REQUIRED ACTIONS:
1. Rewrite more briefly the paragraph in the comment thread below that begins "The scheduler flags blogs that fail," keeping its main facts.
2. According to the comment thread below, where did the initial list of blogs come from?

SOURCE DOCUMENT:
▼

Also, given that the lightweight version is very hn styled format it naturally leads my brain to imagining a version with upvotes and commenters (which may be a good or a bad thing) but with the link submission part automated. Not necessarily the intent here but it was the first time that particular combination of possibilities occurred to me as a way to do things.

Also curious about how these blogs are indexed/reviewed. Is the list ever pruned over time due to inactivity?

ramkarthikk 6 hours ago|
Thank you. The initial list was from blogroll.org (mentioned in the about page, and I emailed the person who built that). From then on, I review every submission that happens via the form.

The scheduler flags blogs that fail and doesn't try to fetch after a few tries. I'm still working on an effective way to re-review and prune. Open to any feedback.

thesuitonym 3 hours ago|||
I'd say a periodic job that looks at the last update of all your blogs, and removes those that haven't updated in over a year would be generally agreeable.

If you want to be exceptionally kind, you can also email the submitter and tell them their blog has been removed due to inactivity, so they'll remember to submit if they start blogging again.

glenstein 5 hours ago|||
I suppose my dream would be that the protocolization of this from back in the day gets revived in some way. Like a google pagecrawl style index built up from blogrolls (though I don't know if the blogroll itself was ever literally protocol-ized), combined with some checking of RSS feeds for activity. Or webrings, or something else.

▲

Saved entries:
▼

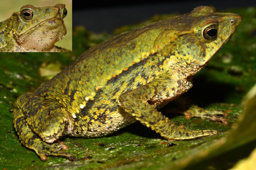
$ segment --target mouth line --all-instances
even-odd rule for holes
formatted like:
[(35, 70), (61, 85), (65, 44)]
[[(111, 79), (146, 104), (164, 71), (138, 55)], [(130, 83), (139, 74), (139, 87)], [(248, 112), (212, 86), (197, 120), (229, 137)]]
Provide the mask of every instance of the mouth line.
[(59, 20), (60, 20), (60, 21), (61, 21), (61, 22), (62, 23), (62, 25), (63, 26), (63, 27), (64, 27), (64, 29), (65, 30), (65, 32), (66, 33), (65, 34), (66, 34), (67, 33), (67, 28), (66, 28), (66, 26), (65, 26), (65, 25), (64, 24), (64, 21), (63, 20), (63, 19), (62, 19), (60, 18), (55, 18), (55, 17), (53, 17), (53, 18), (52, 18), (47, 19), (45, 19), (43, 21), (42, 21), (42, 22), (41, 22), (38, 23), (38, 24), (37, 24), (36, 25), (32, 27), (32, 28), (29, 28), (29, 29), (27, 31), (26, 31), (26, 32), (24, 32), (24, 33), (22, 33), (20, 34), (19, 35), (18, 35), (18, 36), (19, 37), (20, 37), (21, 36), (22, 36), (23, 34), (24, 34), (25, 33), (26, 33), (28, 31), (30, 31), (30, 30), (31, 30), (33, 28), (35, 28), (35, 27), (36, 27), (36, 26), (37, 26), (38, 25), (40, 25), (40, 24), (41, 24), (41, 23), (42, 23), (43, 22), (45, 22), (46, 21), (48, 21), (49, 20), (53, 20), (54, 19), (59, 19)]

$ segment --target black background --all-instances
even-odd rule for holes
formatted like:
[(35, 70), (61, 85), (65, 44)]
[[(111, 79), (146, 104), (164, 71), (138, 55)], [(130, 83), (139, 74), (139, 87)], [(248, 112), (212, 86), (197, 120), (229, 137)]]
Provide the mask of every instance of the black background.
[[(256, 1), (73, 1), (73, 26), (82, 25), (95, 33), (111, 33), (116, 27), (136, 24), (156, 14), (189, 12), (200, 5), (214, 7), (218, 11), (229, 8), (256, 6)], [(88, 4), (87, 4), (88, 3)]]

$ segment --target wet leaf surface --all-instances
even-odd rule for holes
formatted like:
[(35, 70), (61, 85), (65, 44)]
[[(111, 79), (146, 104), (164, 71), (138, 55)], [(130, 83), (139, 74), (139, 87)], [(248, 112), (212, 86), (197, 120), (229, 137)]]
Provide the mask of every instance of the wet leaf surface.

▲
▼

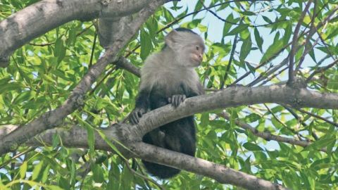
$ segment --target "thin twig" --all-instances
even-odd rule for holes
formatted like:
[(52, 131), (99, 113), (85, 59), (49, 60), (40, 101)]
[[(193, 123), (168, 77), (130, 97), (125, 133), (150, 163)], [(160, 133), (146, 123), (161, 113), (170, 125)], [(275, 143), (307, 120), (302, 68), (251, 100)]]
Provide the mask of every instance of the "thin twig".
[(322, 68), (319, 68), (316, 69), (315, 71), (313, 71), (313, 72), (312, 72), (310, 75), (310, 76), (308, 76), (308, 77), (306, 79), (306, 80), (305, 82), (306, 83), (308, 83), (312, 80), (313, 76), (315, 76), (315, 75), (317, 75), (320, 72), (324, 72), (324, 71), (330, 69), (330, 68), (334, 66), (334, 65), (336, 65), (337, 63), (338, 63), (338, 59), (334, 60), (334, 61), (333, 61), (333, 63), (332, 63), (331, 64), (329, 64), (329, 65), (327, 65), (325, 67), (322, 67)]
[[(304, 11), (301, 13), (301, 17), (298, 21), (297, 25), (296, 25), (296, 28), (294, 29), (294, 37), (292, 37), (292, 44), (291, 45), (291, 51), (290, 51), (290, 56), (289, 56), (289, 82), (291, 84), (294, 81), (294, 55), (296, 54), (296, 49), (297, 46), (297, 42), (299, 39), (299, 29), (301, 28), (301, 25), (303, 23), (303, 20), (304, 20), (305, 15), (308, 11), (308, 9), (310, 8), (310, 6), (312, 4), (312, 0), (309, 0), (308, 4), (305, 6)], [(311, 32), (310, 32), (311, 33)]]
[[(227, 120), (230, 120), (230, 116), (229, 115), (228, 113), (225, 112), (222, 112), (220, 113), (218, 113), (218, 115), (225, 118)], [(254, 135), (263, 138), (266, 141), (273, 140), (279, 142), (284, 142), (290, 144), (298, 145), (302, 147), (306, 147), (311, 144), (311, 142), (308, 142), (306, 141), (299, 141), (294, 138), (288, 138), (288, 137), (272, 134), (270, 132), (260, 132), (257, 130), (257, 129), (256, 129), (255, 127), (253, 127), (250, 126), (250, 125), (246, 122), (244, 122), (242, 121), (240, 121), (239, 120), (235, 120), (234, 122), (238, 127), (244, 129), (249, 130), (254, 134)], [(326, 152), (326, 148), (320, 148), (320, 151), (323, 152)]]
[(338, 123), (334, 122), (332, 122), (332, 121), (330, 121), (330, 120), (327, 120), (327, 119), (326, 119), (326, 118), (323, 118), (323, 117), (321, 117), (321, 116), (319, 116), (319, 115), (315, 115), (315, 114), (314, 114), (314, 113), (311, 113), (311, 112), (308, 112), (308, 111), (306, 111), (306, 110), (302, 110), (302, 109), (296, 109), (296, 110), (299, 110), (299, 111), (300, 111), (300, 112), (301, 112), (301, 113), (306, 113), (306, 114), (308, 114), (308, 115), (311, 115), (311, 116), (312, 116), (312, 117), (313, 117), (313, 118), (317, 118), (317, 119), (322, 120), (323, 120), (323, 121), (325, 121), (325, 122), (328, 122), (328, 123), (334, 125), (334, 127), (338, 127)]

▲

SOLVED PROBLEMS:
1. The scheduler marks failing blogs and stops fetching them after a few attempts. A good way to re-review and prune the list is still being worked out, and feedback is welcome.

2. It came from blogroll.org.